→ Task objective
Could you reproduce the rows below with every "outlines" swapped for "polygons" and nothing else changed?
### Exercise materials ###
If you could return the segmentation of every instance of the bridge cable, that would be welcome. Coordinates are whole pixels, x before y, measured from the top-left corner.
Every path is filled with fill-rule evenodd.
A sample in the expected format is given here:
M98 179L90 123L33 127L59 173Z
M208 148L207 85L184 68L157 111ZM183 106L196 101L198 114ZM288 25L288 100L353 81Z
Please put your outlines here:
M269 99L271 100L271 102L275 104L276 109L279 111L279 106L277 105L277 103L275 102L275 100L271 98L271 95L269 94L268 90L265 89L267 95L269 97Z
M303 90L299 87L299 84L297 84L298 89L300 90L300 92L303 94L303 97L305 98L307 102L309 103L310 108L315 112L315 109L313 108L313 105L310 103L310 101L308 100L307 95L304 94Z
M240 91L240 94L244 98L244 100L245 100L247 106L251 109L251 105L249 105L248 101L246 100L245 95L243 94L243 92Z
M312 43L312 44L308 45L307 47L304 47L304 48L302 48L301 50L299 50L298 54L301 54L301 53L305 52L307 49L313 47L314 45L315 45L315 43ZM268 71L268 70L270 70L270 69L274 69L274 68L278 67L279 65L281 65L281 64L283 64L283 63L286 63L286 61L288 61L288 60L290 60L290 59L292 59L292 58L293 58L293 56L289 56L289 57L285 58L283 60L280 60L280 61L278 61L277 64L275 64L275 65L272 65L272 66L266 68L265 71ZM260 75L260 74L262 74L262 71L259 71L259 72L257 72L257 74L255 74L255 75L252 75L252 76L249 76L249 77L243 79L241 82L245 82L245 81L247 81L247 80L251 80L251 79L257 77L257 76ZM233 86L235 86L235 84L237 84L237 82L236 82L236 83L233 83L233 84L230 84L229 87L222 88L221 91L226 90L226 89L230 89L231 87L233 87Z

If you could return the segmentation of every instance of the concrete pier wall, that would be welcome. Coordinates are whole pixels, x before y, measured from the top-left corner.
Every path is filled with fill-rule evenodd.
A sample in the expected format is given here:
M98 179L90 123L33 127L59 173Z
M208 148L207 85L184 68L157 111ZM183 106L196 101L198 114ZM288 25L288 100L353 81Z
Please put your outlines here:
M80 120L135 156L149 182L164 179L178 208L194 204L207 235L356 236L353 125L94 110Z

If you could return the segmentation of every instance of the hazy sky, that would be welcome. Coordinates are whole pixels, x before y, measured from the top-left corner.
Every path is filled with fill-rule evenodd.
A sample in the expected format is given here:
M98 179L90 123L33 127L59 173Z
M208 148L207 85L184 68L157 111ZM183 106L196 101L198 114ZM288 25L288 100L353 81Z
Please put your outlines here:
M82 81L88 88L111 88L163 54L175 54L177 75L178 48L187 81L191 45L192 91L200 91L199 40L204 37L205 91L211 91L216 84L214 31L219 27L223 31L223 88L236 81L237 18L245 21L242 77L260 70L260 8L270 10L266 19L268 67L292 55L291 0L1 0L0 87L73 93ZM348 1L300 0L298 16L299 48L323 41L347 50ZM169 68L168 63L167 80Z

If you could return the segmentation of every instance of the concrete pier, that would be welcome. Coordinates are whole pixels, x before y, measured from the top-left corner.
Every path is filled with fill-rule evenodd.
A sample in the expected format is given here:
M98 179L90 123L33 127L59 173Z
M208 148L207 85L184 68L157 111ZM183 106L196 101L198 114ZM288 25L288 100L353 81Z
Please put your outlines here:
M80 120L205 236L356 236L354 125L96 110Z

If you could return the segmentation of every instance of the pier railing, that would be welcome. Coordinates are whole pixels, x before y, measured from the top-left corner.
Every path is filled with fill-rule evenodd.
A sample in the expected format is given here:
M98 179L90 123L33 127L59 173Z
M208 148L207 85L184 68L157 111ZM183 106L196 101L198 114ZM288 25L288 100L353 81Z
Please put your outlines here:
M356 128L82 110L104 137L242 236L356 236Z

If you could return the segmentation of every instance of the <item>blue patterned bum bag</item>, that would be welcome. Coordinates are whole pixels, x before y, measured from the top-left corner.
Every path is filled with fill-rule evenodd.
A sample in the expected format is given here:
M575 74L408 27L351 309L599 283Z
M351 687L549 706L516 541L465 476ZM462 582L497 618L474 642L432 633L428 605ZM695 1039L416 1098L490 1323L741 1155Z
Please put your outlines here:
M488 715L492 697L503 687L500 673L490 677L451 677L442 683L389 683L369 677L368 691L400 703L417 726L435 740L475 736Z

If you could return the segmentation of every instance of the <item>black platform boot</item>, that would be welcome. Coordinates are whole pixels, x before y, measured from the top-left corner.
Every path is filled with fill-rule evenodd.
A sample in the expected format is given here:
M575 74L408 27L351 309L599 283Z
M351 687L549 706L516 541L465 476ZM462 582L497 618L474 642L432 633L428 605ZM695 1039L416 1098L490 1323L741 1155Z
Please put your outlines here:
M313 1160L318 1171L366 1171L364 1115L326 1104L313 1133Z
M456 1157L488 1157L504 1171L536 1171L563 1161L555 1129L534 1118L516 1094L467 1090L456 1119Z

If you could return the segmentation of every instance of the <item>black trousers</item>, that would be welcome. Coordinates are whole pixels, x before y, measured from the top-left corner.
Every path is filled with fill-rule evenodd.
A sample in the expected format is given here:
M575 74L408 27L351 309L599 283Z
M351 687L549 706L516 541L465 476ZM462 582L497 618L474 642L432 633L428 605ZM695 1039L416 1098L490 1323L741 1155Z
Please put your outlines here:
###
→ Correct output
If you could return the segmentation of every instance of the bridge cable, that would be welcome. Coordinates are whole pixels, x before y, measured from the top-left corner.
Every path is filled with fill-rule evenodd.
A sample in the expected format is given here:
M98 179L90 123L33 127L59 173Z
M208 148L207 85L184 68L157 111ZM183 106L196 101L198 114ZM288 25L288 100L353 81Z
Please put your polygons here:
M269 99L271 100L271 102L275 104L276 109L279 111L279 106L277 105L277 103L275 102L275 100L271 98L271 95L269 94L268 90L265 89L267 95L269 97Z
M303 90L299 87L299 84L297 84L298 89L300 90L300 92L303 94L303 97L305 98L307 102L309 103L310 108L315 112L315 109L313 108L313 105L310 103L310 101L308 100L307 95L304 94Z
M240 91L240 94L244 98L244 100L245 100L247 106L251 109L251 105L249 105L248 101L246 100L245 95L243 94L243 92Z
M312 43L312 44L308 45L307 47L304 47L304 48L302 48L301 50L299 50L298 54L301 54L301 53L305 52L307 49L313 47L314 45L315 45L315 43ZM268 71L268 70L270 70L270 69L274 69L274 68L278 67L279 65L281 65L281 64L283 64L283 63L286 63L286 61L288 61L288 60L290 60L290 59L292 59L292 58L293 58L293 56L289 56L289 57L285 58L283 60L280 60L280 61L278 61L277 64L275 64L275 65L272 65L272 66L266 68L265 71ZM260 75L260 74L262 74L262 71L259 71L259 72L257 72L257 74L255 74L255 75L252 75L252 76L249 76L249 77L243 79L241 82L245 82L245 81L247 81L247 80L251 80L251 79L257 77L257 76ZM233 86L235 86L235 84L237 84L237 82L236 82L236 83L233 83L233 84L230 84L229 87L222 88L221 91L226 90L226 89L230 89L231 87L233 87Z

If you could return the segmentation of every instance of the concrete pier wall, that would be welcome. Coordinates are whole pixels, x before y, measured from the top-left corner.
Every path is filled with fill-rule evenodd.
A sample in the expected format is given here:
M98 179L90 123L33 127L59 173Z
M208 148L207 85L184 68L157 111ZM183 106L196 101L198 114ZM288 25L288 100L353 81Z
Please put your polygons here:
M80 120L135 156L149 182L164 179L178 208L194 204L207 235L356 236L353 125L94 110Z

If you could return the segmentation of every instance of the hazy sky, that would be welcome. Coordinates are whole pixels, x before y, measured from the top-left corner.
Every path is filled with fill-rule evenodd.
A sample in the expected format is given here:
M98 179L90 123L33 127L59 173Z
M208 148L207 85L184 68L157 111ZM183 106L196 101L198 114ZM288 25L288 100L353 81Z
Please put your polygons here:
M82 81L88 88L111 88L163 54L175 54L177 75L178 48L187 81L191 45L192 91L200 91L199 40L204 37L205 91L211 91L216 84L214 31L219 27L223 31L223 88L236 81L237 18L245 21L242 77L260 70L260 8L270 10L266 19L268 67L292 55L291 0L1 0L0 87L73 93ZM348 1L300 0L298 16L299 48L323 41L347 50ZM169 68L168 63L167 80Z

If you could return the segmentation of every instance of the concrete pier, that would be welcome. Coordinates are whole pixels, x before y, measured from the top-left corner.
Every path is filled with fill-rule evenodd.
A sample in the expected format is given here:
M98 179L90 123L33 127L59 173Z
M208 148L207 85L184 68L157 111ZM183 106L196 101L198 114ZM288 25L288 100L353 81Z
Please put your polygons here:
M80 120L205 236L356 236L354 125L96 110Z

If you could return the segmentation of every instance of the pier railing, that would be welcome. Coordinates are whole pixels, x before y, measured from the top-left corner.
Every path is filled with fill-rule evenodd.
A sample in the expected format is given here:
M98 179L90 123L33 127L59 173Z
M208 148L207 85L184 68L157 111ZM183 106L196 101L198 114ZM288 25L288 100L353 81Z
Please put your polygons here:
M356 128L82 110L104 137L242 236L356 236Z

If you could return the segmentation of every instance of the <item>blue patterned bum bag</item>, that would be welcome. Coordinates are whole pixels, x before y, measured from the top-left corner.
Every path is filled with fill-rule evenodd.
A sample in the expected format is given here:
M575 74L408 27L351 309L599 283Z
M351 687L549 706L516 541L465 476ZM462 582L497 618L474 642L432 633L428 605ZM695 1039L416 1098L490 1323L741 1155Z
Please put your polygons here:
M488 715L492 697L503 687L500 673L490 677L451 677L442 683L389 683L369 677L368 691L400 703L417 726L435 740L475 736Z

If you could return the segmentation of every instance of the <item>black platform boot</item>, that would be welcome. Coordinates are whole pixels, x before y, measured from the top-left corner.
Every path is filled with fill-rule evenodd.
A sample in the expected format is given here:
M575 74L408 27L351 309L599 283Z
M351 687L549 706L516 541L465 476ZM462 582L497 618L474 642L432 633L428 605ZM695 1039L416 1098L490 1323L741 1155Z
Please put your polygons here:
M313 1160L318 1171L366 1171L364 1115L326 1104L313 1133Z
M456 1157L488 1157L504 1171L536 1171L563 1161L555 1129L534 1118L516 1094L467 1090L456 1119Z

If you could return the segmentation of every instance of the <item>black trousers</item>, that would be welcome. Coordinates are whole pixels, x before y, measured from the top-left corner.
Every path is filled with fill-rule evenodd.
A sample in the expected format is given here:
M575 74L408 27L351 309L599 283Z
M351 687L549 706L516 541L465 476ZM462 582L497 618L474 642L432 633L428 605ZM695 1039L416 1098L490 1323L741 1155Z
Please put your polygons here:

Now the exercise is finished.